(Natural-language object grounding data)
━━━━━━━━━━

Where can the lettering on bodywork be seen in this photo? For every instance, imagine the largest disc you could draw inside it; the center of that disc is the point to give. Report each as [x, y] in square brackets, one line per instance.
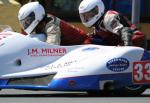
[46, 52]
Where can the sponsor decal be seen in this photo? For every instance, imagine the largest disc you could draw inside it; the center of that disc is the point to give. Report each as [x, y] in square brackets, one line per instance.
[47, 52]
[90, 49]
[4, 35]
[118, 64]
[141, 72]
[61, 65]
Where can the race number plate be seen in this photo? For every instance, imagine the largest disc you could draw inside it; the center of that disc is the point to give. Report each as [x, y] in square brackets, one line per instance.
[141, 72]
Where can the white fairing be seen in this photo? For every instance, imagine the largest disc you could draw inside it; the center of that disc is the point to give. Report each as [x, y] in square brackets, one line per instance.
[22, 56]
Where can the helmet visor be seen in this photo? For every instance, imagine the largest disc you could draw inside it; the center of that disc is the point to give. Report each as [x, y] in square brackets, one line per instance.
[26, 22]
[87, 16]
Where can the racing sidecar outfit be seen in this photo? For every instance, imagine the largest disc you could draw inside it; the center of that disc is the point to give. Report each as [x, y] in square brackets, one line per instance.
[115, 29]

━━━━━━━━━━

• EXERCISE GOAL: Only the lines from the one with "Where can the white" through the end of the data belong in the answer, each reproduced exactly.

• WRITTEN ANSWER:
Where can the white fairing be seen in this photo? For every instance, imagine the largest disc you could draw inside it; the center of that disc is the point to give. Report each as [x, y] in square brackets, one line per instance.
[22, 56]
Where can the helmet visor be seen in this photo? For every instance, imagine the largest disc you could draw inside it; the center of that disc is the point to give. Report each as [x, y] in square brackets, one line per instance.
[26, 22]
[87, 16]
Where can the racing sidecar outfit be seen in this photo? For every instance, imagine the largest disc you could draw inside it; the center of that disc is the point to give. Report each as [x, y] in square brackets, one line per instance.
[115, 29]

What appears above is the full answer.